British swimmer (1903–1970)

Ivy Hawke (12 April 1903 – 1970) was a British swimmer, swimming instructor, and the fourteenth person to successfully swim across the English Channel.

== Early life and career ==
Hawke was born on 12 April 1903 and lived in Surbiton. Her father, Charles Hawke, was a carpenter and her mother, Emma Hawke, ran the Spread Eagle Coffee Tavern in Surbiton. Hawke first aspired to swim the Channel aged 11. Her mother told the Sheffield Independent in 1928 "I think she first decided that she was going to swim the Channel when she had done a very good swim in the river here [in Surbiton] some time ago. She had a letter from Jabez Wolffe asking her why she stopped at river swimming and telling her to have a shot at the Channel."

In 1917, Hawke won the Thames Race aged 14. She won the Surrey Ladies' Swimming Club long-distance swimming competitions in the Thames three times in succession. Much of her early swimming experience was at the Old Tiffinians' School Swimming Club. Hawke worked at the Spread Eagle Coffee Tavern with her mother and was a swimming instructor for the London County Council.

Collection entries:
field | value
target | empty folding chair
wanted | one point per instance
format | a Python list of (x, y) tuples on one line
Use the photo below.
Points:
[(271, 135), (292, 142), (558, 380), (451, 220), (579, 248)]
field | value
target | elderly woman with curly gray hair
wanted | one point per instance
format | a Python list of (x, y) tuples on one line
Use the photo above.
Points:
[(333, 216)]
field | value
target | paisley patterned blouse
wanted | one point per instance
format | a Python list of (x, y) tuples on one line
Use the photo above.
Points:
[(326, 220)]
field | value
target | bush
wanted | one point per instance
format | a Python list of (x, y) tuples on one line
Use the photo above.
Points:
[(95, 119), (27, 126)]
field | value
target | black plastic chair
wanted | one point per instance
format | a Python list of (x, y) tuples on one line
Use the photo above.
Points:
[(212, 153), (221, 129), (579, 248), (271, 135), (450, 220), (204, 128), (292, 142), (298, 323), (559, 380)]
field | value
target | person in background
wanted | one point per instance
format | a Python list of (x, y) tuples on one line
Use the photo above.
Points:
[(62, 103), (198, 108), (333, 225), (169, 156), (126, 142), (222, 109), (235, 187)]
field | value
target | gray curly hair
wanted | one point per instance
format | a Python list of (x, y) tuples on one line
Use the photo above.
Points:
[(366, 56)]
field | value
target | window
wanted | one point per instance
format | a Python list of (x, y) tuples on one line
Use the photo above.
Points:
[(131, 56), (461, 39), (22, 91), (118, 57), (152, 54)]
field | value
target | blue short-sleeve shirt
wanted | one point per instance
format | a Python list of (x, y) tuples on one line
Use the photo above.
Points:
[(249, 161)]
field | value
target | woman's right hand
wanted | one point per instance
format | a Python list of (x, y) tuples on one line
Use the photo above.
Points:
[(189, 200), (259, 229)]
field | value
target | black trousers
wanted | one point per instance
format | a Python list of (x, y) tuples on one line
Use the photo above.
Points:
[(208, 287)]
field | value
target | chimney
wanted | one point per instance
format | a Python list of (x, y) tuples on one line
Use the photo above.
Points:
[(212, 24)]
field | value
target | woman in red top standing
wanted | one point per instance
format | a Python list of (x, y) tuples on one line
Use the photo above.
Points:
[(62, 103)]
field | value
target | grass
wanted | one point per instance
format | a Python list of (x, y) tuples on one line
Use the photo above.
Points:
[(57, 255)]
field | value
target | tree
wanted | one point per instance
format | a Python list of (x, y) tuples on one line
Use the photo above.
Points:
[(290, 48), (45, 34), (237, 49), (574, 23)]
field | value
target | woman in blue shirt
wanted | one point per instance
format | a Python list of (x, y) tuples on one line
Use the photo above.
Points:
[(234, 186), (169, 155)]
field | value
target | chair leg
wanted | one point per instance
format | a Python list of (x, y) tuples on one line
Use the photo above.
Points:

> _EXERCISE REQUIREMENTS_
Pick up the text about the swimmer Ivy Hawke after its final sentence and continue it. The collection entries were taken from a different source than the text about Ivy Hawke.

> _EXERCISE ANSWER_
== Channel-crossing attempts ==

Ivy Hawke in 1922, aged 19, during a trial swim in Dover in preparation for crossing the English Channel

Hawke made her first attempt at crossing the Channel in 1922 when she was 19. She started the crossing from Dover but had to withdraw due to rough seas. In total, she swam 17 miles in four and a half hours. Hawke's next attempt in 1927 was made at the same time as five other people. She was forced to quit after 10 hours in the water. All of the other participants were also forced to abandon their attempts due to poor weather and illness.

Hawke's third attempt at crossing the Channel was in 1928 when she was aged 25. She became the first successful Channel swimmer of 1928 and the 14th person to ever swim the Channel. Hawke was seen off by the Mayor and Mayoress of Calais, with Hawke reporting that the Mayor "wrote in my autograph book that he hoped I would vindicate the honour of English women swimmers, and after that I was absolutely determined to do it." During the crossing she was accompanied by Bill Burgess and her manager Joe Costa in a boat. She entered the Channel at Cap Gris-Nez at 9:59pm on Saturday 18 August and arrived at Hope Point, between Kingsdown and St Margaret's at Cliffe, at 5:15pm the next day. She was greeted by a crowd of hundreds upon her arrival. At the time, her swim was the longest duration of a successful Channel-crossing. Hawke was reported to be the fifth woman to successfully swim the Channel.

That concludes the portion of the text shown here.